**Available records:**
● ● ●

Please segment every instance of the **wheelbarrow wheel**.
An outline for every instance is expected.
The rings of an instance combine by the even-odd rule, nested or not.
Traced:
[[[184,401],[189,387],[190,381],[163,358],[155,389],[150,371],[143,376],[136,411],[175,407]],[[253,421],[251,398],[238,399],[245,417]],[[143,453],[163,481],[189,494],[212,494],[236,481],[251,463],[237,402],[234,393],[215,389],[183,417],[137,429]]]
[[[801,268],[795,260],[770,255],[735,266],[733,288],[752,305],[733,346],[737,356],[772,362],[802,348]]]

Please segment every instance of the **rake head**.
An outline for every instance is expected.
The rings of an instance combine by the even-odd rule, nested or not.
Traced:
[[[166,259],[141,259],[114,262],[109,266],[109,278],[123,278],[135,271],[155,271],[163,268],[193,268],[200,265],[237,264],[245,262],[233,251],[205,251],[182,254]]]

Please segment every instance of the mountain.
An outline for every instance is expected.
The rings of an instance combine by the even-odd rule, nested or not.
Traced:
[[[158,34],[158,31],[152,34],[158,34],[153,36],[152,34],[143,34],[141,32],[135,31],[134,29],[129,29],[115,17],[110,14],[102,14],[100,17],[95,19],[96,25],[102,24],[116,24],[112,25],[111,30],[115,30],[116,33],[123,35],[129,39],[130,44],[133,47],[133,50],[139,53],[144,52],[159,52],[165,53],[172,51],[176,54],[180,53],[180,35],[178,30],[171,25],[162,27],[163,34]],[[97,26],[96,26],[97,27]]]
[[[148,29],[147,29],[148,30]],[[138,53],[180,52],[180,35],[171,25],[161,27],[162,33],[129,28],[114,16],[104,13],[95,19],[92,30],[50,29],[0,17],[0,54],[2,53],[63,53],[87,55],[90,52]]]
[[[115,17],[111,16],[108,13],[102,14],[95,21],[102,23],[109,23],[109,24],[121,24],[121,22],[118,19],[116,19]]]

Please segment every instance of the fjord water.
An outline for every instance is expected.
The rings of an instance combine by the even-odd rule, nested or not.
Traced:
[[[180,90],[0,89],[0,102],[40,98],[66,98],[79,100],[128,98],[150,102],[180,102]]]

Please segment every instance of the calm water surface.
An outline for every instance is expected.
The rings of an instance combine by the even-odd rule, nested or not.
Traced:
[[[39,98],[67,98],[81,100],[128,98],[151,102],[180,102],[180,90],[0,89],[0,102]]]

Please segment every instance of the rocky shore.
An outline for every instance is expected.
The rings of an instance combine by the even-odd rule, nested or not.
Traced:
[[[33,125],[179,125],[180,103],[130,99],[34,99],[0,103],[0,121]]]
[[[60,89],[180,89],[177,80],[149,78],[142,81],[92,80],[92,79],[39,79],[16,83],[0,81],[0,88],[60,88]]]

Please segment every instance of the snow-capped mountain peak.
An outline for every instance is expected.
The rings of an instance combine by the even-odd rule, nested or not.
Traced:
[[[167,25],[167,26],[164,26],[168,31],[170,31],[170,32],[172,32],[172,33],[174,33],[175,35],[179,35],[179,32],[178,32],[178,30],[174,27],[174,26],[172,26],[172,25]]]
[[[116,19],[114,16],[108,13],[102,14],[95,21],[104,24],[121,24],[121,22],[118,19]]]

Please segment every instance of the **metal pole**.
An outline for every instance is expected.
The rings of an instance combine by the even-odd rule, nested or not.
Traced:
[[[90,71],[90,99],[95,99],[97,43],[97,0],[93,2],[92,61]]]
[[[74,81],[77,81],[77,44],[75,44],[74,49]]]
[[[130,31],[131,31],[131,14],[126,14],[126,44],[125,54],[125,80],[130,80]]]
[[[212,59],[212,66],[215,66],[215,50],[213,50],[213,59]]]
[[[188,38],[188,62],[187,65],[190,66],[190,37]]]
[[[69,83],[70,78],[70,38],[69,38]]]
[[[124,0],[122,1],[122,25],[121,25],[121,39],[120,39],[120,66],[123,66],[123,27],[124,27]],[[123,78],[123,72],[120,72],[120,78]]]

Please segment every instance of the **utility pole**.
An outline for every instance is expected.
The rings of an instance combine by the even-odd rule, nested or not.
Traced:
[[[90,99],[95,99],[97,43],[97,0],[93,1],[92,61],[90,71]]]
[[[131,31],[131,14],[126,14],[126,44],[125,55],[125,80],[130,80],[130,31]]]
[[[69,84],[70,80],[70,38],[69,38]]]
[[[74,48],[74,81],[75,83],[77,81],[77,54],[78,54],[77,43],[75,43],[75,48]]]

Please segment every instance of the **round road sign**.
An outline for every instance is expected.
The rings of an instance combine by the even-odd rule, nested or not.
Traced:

● ● ●

**Your goal:**
Can you copy out the entries verbatim, starting at the line containing "Please segment every instance of the **metal" and ending at the line containing "[[[74,81],[77,81],[77,44],[75,44],[74,49]]]", with both of those lines included?

**Reply to the task:**
Please segment every instance of the **metal pole**.
An outline for every instance is expected.
The rings of an instance combine by the even-odd rule, nested or not.
Traced:
[[[90,71],[90,99],[95,99],[97,43],[97,0],[93,2],[92,61]]]
[[[74,81],[77,81],[77,44],[75,44],[74,49]]]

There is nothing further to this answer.